- Task brief -
Copy the listing word for word, starting at the line that contains "Mark one point on each instance of the man and" and ending with the final line of the listing.

Listing excerpted from a collection
__________

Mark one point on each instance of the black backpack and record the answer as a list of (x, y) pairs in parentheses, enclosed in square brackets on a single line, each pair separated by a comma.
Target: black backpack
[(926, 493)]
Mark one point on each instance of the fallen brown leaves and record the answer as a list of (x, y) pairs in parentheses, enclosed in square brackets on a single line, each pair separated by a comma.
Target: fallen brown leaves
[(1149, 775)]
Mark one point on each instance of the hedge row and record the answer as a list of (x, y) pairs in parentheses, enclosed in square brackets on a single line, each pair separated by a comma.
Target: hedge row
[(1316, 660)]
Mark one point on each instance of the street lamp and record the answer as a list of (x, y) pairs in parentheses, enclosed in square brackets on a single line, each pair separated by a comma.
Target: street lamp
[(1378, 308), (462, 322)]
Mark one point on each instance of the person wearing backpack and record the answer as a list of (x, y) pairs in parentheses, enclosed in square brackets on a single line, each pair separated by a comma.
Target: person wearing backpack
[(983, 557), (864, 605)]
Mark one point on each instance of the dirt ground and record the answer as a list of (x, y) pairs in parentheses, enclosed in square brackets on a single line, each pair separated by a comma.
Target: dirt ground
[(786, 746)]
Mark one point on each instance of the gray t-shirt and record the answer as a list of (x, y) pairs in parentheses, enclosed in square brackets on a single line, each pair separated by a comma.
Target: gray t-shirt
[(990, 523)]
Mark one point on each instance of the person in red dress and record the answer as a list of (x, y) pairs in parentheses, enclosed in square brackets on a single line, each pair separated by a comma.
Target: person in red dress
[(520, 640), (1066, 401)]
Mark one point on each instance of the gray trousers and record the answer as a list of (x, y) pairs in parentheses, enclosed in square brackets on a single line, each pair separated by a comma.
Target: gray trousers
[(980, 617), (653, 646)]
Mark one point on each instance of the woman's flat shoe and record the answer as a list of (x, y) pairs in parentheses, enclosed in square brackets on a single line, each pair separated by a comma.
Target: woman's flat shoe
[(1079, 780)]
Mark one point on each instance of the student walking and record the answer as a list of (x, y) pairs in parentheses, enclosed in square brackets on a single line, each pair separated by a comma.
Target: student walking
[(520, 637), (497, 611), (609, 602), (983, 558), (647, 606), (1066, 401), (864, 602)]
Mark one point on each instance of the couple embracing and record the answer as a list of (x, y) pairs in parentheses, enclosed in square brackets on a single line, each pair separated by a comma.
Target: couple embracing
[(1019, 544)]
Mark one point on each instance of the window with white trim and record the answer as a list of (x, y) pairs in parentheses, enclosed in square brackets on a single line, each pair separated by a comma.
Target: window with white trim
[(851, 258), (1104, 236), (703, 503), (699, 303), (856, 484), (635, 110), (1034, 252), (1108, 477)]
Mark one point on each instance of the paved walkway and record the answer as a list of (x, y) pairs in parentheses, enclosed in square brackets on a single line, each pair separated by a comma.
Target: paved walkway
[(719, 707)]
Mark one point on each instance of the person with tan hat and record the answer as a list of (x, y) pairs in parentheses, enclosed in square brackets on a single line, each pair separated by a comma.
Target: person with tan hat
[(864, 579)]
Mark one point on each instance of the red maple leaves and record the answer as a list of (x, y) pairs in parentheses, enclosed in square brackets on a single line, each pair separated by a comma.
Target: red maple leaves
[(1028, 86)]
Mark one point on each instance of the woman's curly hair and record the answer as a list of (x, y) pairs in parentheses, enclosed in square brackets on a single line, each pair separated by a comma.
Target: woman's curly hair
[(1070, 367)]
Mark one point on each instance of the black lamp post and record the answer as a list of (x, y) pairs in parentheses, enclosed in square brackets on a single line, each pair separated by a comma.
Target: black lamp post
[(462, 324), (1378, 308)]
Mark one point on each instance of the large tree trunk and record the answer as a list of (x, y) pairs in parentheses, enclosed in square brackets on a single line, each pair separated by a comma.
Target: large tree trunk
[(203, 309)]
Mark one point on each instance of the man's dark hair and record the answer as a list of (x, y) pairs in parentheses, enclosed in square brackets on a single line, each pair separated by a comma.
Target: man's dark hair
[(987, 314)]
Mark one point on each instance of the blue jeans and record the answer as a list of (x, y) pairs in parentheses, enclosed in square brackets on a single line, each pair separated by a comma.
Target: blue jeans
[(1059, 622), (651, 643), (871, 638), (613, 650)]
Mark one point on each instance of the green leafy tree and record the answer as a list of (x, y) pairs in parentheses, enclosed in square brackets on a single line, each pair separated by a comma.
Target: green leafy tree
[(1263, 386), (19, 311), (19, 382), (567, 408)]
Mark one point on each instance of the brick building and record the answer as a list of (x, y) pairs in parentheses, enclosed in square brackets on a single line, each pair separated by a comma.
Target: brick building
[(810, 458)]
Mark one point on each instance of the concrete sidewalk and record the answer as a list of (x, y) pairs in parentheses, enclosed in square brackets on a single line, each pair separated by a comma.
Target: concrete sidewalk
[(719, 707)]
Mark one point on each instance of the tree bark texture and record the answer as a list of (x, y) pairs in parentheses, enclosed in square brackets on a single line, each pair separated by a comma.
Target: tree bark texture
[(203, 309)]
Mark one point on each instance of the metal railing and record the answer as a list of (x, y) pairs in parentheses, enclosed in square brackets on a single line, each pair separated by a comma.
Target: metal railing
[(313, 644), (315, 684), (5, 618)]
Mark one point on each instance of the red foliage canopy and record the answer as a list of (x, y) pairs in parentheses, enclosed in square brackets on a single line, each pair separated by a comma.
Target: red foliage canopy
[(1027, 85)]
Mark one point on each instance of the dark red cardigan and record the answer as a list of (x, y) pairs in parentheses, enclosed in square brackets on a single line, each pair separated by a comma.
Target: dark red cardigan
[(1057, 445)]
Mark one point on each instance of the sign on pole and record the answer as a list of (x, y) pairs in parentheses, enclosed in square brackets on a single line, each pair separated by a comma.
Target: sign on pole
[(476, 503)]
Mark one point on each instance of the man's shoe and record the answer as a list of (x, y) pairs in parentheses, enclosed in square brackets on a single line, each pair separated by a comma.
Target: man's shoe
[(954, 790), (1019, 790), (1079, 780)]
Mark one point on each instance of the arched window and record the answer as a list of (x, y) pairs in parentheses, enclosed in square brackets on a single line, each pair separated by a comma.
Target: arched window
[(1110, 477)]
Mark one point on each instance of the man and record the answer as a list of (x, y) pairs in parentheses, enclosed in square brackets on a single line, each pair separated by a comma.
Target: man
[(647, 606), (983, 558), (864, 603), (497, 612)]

__________

- Output for this exercise -
Mark one point on each instance of the man and record the answer as a list of (x, y) pairs in parentheses, enclosed in square brackets on a single line, each pair separated by a comma.
Target: man
[(647, 606), (983, 558), (864, 603), (497, 612)]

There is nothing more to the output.